▸ **Provided text**:
┄┄┄┄┄┄┄┄┄┄

I loved The Lemon Table, Julian Barnes's other collection of stories, so was really looking forward to this book. I agree with The New York Times book reviewer, Michiki Kakutani, who said some of these should have been discards. In my opinion the best of these were not up to the weakest of his last collection.
Pulse is a new collection of 14 short stories by an elegant master of the form. These stories of mostly middle-aged British characters pulse with hope and optimism and demonstrate that Julian Barnes is an impeccable story teller. The first nine stories resonate with humour and wit. The dinner-party conversations of a group of old friends are exposed as smug, middle-aged liberal elites. Barnes has captured the sharp dialogue exchanges between these upper-class British dinner guests with a wicked sense of style. The stories reveal the way people misunderstand one another because of the ambiguities that often exist between lovers and friends. The five stories in the second half of the book are skillfully and delicately rendered around the senses of hearing, sight, touch, and taste as people get closer to one another as they try to connect. Barnes explores the themes of love, loss and death with acute observations that are deeply affecting. Pulse is a gem of a collection written by a very well respected author.

┄┄┄┄┄┄┄┄┄┄

How many short stories does Pulse contain, according to the book reviews above?

▸ **Provided data**:
┄┄┄┄┄┄┄┄┄┄

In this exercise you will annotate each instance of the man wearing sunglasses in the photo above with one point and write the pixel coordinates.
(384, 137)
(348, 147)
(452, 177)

┄┄┄┄┄┄┄┄┄┄

▸ **Completed task**: 14 short stories.